Identify the line in which "the white quinoa?" appears, then reproduce that line and all remaining lines of the records word for word.
BEGIN RECORDS SHOWN
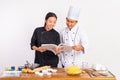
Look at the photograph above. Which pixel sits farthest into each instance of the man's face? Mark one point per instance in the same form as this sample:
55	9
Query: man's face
70	23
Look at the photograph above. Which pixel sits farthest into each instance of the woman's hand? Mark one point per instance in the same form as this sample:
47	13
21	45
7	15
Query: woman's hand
41	49
78	47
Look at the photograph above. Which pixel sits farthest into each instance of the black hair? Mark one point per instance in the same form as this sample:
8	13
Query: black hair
50	14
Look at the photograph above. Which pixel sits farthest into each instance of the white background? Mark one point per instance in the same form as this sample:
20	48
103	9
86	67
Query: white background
100	18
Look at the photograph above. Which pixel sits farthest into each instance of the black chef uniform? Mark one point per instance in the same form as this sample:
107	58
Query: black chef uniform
41	36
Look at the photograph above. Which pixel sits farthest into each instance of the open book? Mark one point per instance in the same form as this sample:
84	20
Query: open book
53	47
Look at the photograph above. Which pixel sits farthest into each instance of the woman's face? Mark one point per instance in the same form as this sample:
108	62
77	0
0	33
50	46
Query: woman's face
50	23
70	23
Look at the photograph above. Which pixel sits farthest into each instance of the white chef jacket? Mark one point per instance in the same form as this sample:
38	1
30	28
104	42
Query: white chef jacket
75	36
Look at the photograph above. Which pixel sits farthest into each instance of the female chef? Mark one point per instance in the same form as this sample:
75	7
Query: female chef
46	35
74	36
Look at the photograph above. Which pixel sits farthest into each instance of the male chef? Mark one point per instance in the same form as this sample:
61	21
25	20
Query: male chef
73	35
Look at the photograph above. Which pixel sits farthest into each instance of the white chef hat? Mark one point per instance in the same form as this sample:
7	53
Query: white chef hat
73	12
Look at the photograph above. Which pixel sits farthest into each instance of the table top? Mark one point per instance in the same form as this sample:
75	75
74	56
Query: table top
59	75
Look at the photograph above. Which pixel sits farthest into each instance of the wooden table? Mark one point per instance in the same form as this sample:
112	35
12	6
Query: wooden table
60	75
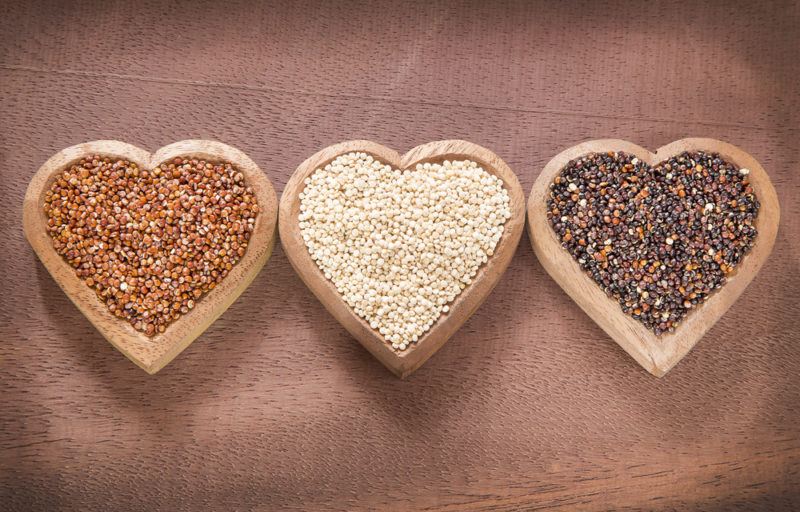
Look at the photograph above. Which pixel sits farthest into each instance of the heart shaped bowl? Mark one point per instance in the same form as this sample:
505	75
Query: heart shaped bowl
152	353
405	362
657	354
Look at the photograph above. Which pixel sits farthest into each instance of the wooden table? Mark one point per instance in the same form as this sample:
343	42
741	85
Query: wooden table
275	407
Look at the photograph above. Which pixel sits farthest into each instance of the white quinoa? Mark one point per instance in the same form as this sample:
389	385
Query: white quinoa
401	245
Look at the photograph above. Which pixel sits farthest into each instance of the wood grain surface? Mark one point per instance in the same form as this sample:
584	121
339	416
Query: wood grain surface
275	407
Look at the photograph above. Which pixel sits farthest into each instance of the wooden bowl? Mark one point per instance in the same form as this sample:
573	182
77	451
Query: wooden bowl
152	353
405	362
657	354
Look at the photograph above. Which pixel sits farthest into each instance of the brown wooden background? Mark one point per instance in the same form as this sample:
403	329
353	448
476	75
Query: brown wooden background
275	407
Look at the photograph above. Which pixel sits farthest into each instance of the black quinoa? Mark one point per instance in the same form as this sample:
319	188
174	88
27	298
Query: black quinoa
659	240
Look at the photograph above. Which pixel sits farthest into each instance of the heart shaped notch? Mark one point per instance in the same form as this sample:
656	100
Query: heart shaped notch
657	354
404	362
152	353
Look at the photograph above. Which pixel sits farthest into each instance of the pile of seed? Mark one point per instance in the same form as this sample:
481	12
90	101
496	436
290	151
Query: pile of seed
401	245
659	240
150	243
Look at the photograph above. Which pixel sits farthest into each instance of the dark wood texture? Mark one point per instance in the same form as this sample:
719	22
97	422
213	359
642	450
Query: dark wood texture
530	405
END RECORDS SHOWN
CORRECT RESULT
Look at the photograph above. Which pixel sits farthest into each instance of the white quinoa? Mark one point per instance in the same form as this sample:
389	385
Query: white quinoa
401	245
Look at the photograph above. Which pixel sits farthest into each instance of the wood grain surface? Mark one point per instance in the same form as this sample:
584	121
339	416
Query: wood grain surface
275	407
Look at the photograph above. Which pixel sits farthest into each instance of the wooden bowl? Mark one point per instance in the same form as this sample:
573	182
77	451
Query: wooden bowl
152	353
405	362
657	354
Look at the photograph above. Which pixel sits farthest into each instance of the brown wooden background? Mark one point per instance in the same form as this sample:
403	329
353	448
476	75
Query: brown wooden background
275	407
Look at the photograph above. Which pixel sits farthest into each instance of the black quinoa? Mark one point per instance in the same form as this sample:
319	188
174	88
27	298
Query: black quinoa
659	240
Look at the photograph above. Which pixel sits farthest into each instance of the heart shaped notch? Mark one point per instance in the same form as this sample:
656	100
Query: heart shaped notch
657	354
404	362
152	353
Look at the photograph above. Which pixel sits farthest into each instance of the pile of seed? Mark one point per instance in the same form as this sample:
481	12
90	101
496	436
290	151
Query: pile of seed
401	245
659	240
150	243
Look at the photograph above. Which pixel sits farthest into each instance of the dark wood texture? Mark one point per instance in the same form as this sample:
719	22
97	422
213	359
642	450
Query: dark wood texture
530	405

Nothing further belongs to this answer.